FRAGMENTO DEL DOCUMENTO:

Parece, así, que Barba Jacob pudo llevar a feliz término uno de los más arduos sueños que
pueda alucinar a un hombre: el de alcanzar una trascendencia idéntica a sus intenciones, el de lograr proyectarse en el futuro de acuerdo, exactamente, con su propósito, con la imagen de sí mismo que el propio poeta forjara para su posteridad. Ni manoseada ni ensalzada en demasía, su figura habita entre nosotros con las mismas dimensiones que quiso conferirle y con los rasgos que su voluntad y su ambición le escogieron. A esto consagró todos los largos años humillados del exilio, y el trámite de la agonía lo encontró ya dispuesto, porque nada había que agregar a la imagen deseada, a esa imagen que se empezó a forjar tal vez entre el rústico deslumbramiento de los viajes de la adolescencia y que estaba íntegra en plena juventud, apenas hechas las primeras salidas y escritos los primeros poemas. En una edad en la que aún la existencia está dócil y blanda para el proyecto, para la apertura, para la escogencia, ya Porfirio se había escogido de acuerdo con una limitadora decisión y, en cierta forma, su vida estaba íntegra y conclusa en virtud de esta determinación -arrogante pero tremendamente constrictiva-. Lo que después vino -después de esta elección de los veinticinco, los treinta años- no fue sino prudencia... Escrito su libro, configurada su leyenda no hizo más que sobrevivirse; sólo le quedaba aguardar a que la muerte le diera al fin plena razón al legitimar con un sello definitivo las palabras, las acciones y los gestos proferidos alguna vez y que, por propia decisión, habían de ser los únicos sig-nificativos de su existencia, al menos para los otros. Cuando Barba Jacob publica en Guatemala Rosas negras, posiblemente ya se ha-bía forjado esta voluntad de destino; y hay escritos suyos en prosa, como el prólogo de Antorchas contra el viento, que tienen una cu-riosa tonalidad póstuma, un inconfundible aroma testamentario.

REQUISITOS DEL EJERCICIO:
Conteste según el fragmento sobre Barba Jacob:
(a) ¿En qué país publica Barba Jacob Rosas negras?
(b) ¿Qué escrito en prosa suyo se cita como ejemplo de una tonalidad póstuma?
(c) ¿A qué edades sitúa el fragmento la elección que hizo Porfirio de sí mismo?

Entradas de la colección
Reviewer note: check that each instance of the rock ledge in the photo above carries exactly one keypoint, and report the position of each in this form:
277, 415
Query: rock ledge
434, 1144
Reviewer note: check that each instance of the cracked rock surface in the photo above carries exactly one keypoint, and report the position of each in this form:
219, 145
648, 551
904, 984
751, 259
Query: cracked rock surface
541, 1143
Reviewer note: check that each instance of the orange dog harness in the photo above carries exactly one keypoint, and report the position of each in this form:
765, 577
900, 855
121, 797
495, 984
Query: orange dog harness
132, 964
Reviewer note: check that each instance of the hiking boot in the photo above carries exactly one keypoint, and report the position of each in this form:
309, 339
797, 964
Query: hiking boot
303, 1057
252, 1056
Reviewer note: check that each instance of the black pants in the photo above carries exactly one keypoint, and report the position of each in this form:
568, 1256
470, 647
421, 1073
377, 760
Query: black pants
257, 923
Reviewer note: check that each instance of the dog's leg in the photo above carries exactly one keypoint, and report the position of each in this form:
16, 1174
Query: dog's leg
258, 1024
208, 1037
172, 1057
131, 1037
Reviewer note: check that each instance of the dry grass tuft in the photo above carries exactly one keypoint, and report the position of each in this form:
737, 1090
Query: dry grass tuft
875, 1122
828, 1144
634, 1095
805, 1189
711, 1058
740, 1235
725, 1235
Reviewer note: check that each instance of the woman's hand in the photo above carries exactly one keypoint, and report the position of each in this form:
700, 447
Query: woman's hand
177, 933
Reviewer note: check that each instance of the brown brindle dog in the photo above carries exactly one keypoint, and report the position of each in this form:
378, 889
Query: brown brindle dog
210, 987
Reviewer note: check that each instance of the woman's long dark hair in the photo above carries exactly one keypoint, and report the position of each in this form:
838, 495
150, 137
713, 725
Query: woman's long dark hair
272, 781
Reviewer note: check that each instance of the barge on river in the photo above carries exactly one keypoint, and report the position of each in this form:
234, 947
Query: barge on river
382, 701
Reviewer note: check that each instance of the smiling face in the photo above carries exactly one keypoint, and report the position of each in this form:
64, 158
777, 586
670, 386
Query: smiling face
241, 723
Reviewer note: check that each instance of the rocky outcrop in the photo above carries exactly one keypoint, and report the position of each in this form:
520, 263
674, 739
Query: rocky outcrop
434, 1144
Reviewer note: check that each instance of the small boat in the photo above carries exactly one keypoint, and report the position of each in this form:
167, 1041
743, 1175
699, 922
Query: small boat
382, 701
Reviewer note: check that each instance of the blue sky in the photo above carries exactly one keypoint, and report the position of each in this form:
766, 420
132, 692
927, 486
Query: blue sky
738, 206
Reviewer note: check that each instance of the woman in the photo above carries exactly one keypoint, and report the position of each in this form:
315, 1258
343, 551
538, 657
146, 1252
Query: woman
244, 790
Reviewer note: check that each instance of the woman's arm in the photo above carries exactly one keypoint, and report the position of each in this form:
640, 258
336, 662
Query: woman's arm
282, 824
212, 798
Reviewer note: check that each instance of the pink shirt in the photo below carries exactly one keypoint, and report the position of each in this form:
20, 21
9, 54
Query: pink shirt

RESULTADO CORRECTO:
(a) En Guatemala.
(b) El prólogo de Antorchas contra el viento.
(c) A los veinticinco, los treinta años.